----- EXTRACTED INFORMATION -----

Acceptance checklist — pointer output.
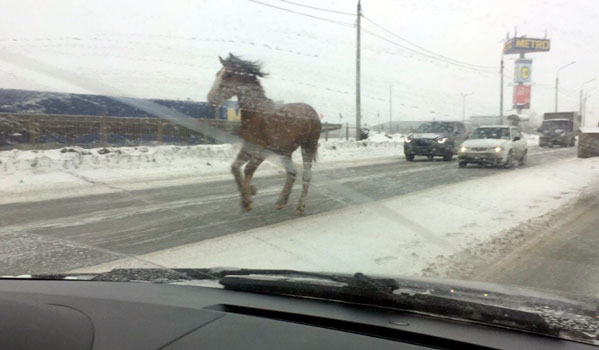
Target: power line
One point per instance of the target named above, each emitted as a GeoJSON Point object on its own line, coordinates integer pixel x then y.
{"type": "Point", "coordinates": [461, 65]}
{"type": "Point", "coordinates": [318, 8]}
{"type": "Point", "coordinates": [345, 24]}
{"type": "Point", "coordinates": [447, 59]}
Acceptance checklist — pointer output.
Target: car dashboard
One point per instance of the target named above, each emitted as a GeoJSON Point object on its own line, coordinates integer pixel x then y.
{"type": "Point", "coordinates": [70, 314]}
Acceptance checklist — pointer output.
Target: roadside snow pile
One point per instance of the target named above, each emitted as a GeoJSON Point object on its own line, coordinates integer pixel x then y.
{"type": "Point", "coordinates": [71, 171]}
{"type": "Point", "coordinates": [531, 139]}
{"type": "Point", "coordinates": [75, 158]}
{"type": "Point", "coordinates": [378, 138]}
{"type": "Point", "coordinates": [403, 235]}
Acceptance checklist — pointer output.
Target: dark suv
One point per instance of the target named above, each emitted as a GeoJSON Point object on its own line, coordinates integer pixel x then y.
{"type": "Point", "coordinates": [437, 138]}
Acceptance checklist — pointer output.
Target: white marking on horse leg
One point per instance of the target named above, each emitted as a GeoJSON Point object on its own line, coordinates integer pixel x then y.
{"type": "Point", "coordinates": [291, 174]}
{"type": "Point", "coordinates": [246, 191]}
{"type": "Point", "coordinates": [306, 177]}
{"type": "Point", "coordinates": [241, 159]}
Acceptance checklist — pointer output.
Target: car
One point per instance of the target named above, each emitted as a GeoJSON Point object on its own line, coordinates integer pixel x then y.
{"type": "Point", "coordinates": [437, 138]}
{"type": "Point", "coordinates": [495, 145]}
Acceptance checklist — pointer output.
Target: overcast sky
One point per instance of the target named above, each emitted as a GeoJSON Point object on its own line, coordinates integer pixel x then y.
{"type": "Point", "coordinates": [169, 49]}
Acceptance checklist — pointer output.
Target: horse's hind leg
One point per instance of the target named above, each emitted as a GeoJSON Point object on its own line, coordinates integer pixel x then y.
{"type": "Point", "coordinates": [291, 174]}
{"type": "Point", "coordinates": [246, 187]}
{"type": "Point", "coordinates": [306, 177]}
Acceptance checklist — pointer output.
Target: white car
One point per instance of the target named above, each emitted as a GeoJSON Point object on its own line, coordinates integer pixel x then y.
{"type": "Point", "coordinates": [496, 145]}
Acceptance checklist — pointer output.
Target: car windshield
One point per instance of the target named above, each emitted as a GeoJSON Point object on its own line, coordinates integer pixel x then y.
{"type": "Point", "coordinates": [555, 124]}
{"type": "Point", "coordinates": [273, 134]}
{"type": "Point", "coordinates": [439, 127]}
{"type": "Point", "coordinates": [491, 133]}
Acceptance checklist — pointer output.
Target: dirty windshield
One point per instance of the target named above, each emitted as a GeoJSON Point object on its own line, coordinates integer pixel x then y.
{"type": "Point", "coordinates": [491, 133]}
{"type": "Point", "coordinates": [438, 127]}
{"type": "Point", "coordinates": [326, 136]}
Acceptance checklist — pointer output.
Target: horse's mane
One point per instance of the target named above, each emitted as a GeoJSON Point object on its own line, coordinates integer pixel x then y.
{"type": "Point", "coordinates": [246, 66]}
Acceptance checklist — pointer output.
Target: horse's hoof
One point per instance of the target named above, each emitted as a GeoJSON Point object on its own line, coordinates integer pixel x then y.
{"type": "Point", "coordinates": [247, 206]}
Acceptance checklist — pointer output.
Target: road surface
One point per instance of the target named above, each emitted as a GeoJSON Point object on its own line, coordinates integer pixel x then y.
{"type": "Point", "coordinates": [564, 257]}
{"type": "Point", "coordinates": [65, 234]}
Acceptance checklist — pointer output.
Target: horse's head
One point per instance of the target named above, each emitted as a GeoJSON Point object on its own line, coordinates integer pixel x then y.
{"type": "Point", "coordinates": [235, 75]}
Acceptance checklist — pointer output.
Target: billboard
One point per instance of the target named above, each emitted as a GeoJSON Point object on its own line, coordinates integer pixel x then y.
{"type": "Point", "coordinates": [524, 45]}
{"type": "Point", "coordinates": [521, 98]}
{"type": "Point", "coordinates": [522, 71]}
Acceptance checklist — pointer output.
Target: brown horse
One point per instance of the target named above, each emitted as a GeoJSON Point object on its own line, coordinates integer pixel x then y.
{"type": "Point", "coordinates": [266, 128]}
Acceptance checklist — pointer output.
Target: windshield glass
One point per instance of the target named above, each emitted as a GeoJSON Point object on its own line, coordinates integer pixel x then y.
{"type": "Point", "coordinates": [438, 127]}
{"type": "Point", "coordinates": [491, 133]}
{"type": "Point", "coordinates": [262, 134]}
{"type": "Point", "coordinates": [555, 124]}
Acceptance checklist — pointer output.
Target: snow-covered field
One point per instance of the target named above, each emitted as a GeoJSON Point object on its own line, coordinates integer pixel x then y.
{"type": "Point", "coordinates": [71, 171]}
{"type": "Point", "coordinates": [401, 235]}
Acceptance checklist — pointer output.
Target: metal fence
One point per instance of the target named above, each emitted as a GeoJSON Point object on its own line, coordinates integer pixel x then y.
{"type": "Point", "coordinates": [52, 131]}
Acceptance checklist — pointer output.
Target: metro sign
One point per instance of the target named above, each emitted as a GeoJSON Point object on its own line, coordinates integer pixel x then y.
{"type": "Point", "coordinates": [524, 45]}
{"type": "Point", "coordinates": [521, 98]}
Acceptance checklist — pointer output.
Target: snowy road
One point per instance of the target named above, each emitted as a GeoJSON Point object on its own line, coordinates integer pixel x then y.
{"type": "Point", "coordinates": [64, 234]}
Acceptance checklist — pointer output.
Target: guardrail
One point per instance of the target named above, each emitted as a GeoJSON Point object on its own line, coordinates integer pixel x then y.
{"type": "Point", "coordinates": [51, 131]}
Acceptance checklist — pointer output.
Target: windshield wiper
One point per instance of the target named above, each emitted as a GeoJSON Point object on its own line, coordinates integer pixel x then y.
{"type": "Point", "coordinates": [535, 314]}
{"type": "Point", "coordinates": [531, 313]}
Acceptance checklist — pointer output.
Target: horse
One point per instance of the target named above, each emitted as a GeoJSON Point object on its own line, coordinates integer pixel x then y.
{"type": "Point", "coordinates": [266, 128]}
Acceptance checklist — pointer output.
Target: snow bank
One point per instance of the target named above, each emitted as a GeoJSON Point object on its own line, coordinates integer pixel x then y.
{"type": "Point", "coordinates": [531, 139]}
{"type": "Point", "coordinates": [402, 235]}
{"type": "Point", "coordinates": [72, 171]}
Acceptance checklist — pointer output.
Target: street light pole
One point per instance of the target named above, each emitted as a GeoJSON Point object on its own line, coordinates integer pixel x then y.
{"type": "Point", "coordinates": [584, 108]}
{"type": "Point", "coordinates": [557, 82]}
{"type": "Point", "coordinates": [464, 104]}
{"type": "Point", "coordinates": [581, 93]}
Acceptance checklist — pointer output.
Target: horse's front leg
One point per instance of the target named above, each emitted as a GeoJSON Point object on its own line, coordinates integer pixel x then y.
{"type": "Point", "coordinates": [291, 173]}
{"type": "Point", "coordinates": [241, 159]}
{"type": "Point", "coordinates": [246, 188]}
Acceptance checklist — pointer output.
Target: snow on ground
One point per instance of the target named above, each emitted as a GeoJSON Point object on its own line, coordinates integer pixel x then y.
{"type": "Point", "coordinates": [70, 171]}
{"type": "Point", "coordinates": [531, 139]}
{"type": "Point", "coordinates": [401, 235]}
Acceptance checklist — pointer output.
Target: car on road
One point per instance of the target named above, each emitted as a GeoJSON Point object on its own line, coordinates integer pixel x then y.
{"type": "Point", "coordinates": [437, 138]}
{"type": "Point", "coordinates": [494, 145]}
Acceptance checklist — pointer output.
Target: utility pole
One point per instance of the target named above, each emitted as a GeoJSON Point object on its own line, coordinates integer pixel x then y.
{"type": "Point", "coordinates": [584, 107]}
{"type": "Point", "coordinates": [581, 93]}
{"type": "Point", "coordinates": [464, 105]}
{"type": "Point", "coordinates": [557, 82]}
{"type": "Point", "coordinates": [390, 107]}
{"type": "Point", "coordinates": [501, 91]}
{"type": "Point", "coordinates": [358, 107]}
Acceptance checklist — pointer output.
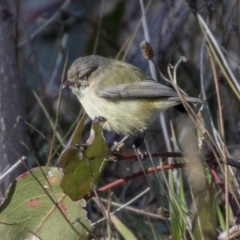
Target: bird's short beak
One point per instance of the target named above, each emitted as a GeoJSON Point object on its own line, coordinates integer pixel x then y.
{"type": "Point", "coordinates": [67, 84]}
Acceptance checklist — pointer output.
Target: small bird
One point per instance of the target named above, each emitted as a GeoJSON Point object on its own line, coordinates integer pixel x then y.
{"type": "Point", "coordinates": [125, 97]}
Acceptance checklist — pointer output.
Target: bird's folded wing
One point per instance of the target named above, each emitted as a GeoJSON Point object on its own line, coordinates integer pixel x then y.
{"type": "Point", "coordinates": [144, 89]}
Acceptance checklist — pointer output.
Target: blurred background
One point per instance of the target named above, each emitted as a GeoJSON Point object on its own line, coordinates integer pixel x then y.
{"type": "Point", "coordinates": [51, 34]}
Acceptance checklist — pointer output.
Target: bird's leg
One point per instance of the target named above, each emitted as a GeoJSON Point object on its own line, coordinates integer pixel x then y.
{"type": "Point", "coordinates": [118, 146]}
{"type": "Point", "coordinates": [138, 142]}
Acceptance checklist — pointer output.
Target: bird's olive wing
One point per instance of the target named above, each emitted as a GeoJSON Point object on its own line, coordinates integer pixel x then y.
{"type": "Point", "coordinates": [144, 89]}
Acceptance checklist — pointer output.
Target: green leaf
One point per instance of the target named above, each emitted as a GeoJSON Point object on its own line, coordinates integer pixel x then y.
{"type": "Point", "coordinates": [82, 167]}
{"type": "Point", "coordinates": [28, 210]}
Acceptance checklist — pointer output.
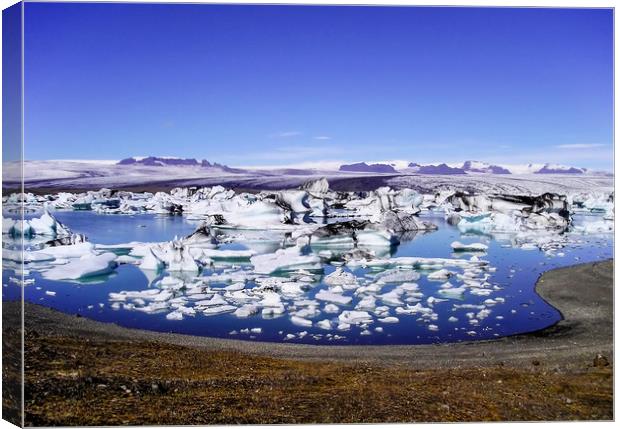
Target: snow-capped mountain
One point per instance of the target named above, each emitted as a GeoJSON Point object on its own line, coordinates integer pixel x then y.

-----

TASK —
The lines to reproduce run from the one above containing "Target: utility pole" through the one containing "Target: bird's olive wing". Copy them exactly and leave out all pictures.

COMPLETED TASK —
Target: utility pole
One point per instance of the target named above, each emitted as a GeoJSON Point object on its own line, coordinates integer pixel x then y.
{"type": "Point", "coordinates": [584, 107]}
{"type": "Point", "coordinates": [581, 93]}
{"type": "Point", "coordinates": [464, 105]}
{"type": "Point", "coordinates": [557, 82]}
{"type": "Point", "coordinates": [390, 107]}
{"type": "Point", "coordinates": [501, 91]}
{"type": "Point", "coordinates": [358, 107]}
Acceptance checklist — pointer output.
Target: bird's short beak
One point per instance of the target named above, each emitted as a GeoJSON Point object on its own line, coordinates integer pixel x then y.
{"type": "Point", "coordinates": [67, 84]}
Acceptance checklist — pointer output.
Target: small bird
One point per instance of the target named above, each emitted as a GeoJSON Point object on its own line, coordinates integer pixel x then y.
{"type": "Point", "coordinates": [125, 97]}
Acceptance checklist — pointer output.
Target: bird's folded wing
One point per instance of the target named above, each emitted as a GeoJSON Point object on its own line, coordinates integer pixel x then y.
{"type": "Point", "coordinates": [144, 89]}
Acceptance checklist — pointer output.
Target: blurred background
One point per instance of the target named above, each emitted as a GeoJSON Point object on its own line, coordinates integer pixel x then y.
{"type": "Point", "coordinates": [51, 34]}
Acceptance checklist — pointer output.
Target: bird's leg
One point per instance of the target named above, each emitted as a GeoJSON Point object on its own line, coordinates integer pixel x then y.
{"type": "Point", "coordinates": [118, 146]}
{"type": "Point", "coordinates": [138, 142]}
Acceptance checklist — pointer output.
Target: bird's olive wing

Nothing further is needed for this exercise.